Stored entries
────

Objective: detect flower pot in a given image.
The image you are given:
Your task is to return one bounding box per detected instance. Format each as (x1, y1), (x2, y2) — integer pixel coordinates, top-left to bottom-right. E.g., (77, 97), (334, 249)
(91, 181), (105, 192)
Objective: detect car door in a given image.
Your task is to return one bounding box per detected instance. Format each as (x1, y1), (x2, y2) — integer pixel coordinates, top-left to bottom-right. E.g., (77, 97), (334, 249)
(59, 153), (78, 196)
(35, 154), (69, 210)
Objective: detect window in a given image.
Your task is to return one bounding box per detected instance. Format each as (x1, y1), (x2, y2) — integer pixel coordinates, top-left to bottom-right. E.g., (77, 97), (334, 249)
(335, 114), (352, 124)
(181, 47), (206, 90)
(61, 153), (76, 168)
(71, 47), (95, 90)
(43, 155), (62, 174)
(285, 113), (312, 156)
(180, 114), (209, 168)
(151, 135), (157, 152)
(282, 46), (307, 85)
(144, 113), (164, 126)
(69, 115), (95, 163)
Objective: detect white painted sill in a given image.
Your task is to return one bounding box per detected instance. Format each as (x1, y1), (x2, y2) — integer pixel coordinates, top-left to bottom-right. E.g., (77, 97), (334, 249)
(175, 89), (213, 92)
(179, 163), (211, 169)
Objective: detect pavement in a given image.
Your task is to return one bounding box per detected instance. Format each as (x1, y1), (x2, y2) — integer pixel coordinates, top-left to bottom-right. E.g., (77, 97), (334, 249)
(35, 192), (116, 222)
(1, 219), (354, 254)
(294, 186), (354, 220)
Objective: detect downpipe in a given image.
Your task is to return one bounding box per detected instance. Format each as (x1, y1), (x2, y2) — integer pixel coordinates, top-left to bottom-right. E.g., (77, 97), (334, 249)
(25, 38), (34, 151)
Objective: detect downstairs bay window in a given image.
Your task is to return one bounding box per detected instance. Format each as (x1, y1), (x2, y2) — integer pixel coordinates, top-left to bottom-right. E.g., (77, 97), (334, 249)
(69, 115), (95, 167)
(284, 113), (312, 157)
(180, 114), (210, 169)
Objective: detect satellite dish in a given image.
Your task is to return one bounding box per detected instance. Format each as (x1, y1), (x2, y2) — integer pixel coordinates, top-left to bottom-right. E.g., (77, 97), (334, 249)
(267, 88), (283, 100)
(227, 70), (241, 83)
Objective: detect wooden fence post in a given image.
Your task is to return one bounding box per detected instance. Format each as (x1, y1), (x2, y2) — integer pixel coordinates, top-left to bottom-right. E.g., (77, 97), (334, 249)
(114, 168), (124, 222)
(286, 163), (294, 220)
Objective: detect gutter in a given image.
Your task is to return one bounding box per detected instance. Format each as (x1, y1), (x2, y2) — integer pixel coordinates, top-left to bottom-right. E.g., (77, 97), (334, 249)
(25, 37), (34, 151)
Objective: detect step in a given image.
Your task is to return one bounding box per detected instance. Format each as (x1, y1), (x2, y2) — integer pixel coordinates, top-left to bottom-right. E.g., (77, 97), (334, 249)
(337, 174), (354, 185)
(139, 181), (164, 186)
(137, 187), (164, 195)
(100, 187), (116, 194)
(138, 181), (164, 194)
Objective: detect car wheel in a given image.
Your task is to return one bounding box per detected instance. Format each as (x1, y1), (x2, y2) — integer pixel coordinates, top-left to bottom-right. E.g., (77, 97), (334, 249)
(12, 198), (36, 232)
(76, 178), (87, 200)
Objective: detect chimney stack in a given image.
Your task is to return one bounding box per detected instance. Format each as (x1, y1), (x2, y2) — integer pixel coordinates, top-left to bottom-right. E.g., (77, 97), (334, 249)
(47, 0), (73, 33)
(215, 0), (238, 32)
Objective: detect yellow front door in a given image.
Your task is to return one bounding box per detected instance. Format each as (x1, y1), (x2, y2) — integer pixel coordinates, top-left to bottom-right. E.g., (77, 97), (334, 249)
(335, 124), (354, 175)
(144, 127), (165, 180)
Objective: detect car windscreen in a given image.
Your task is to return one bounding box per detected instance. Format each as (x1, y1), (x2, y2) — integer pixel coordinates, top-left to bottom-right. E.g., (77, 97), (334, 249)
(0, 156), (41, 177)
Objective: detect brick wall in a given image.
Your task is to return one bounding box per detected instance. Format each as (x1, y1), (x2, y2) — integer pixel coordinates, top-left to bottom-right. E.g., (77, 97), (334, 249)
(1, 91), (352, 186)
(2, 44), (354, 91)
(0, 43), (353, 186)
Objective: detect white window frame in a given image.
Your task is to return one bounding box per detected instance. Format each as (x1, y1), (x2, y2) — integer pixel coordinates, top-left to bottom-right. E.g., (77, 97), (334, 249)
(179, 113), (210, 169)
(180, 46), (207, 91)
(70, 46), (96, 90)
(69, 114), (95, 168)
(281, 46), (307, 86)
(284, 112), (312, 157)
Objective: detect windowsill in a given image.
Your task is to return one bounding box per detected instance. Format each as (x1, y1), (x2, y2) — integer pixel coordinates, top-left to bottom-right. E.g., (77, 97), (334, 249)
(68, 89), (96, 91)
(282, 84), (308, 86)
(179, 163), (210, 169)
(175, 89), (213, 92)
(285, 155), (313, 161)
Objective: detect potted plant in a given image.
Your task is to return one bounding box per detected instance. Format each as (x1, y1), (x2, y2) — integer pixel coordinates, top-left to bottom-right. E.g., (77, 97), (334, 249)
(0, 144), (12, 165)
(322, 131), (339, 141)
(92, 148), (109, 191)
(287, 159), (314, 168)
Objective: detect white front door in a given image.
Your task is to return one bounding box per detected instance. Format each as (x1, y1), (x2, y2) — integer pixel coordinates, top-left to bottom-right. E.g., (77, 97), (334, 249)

────

* Task statement *
The answer must consist of every line from the entries above that contains the string "door".

* Response area *
Objective: detect car door in a given image.
Objective: detect yellow front door in a given image.
Objective: detect white front door in a given image.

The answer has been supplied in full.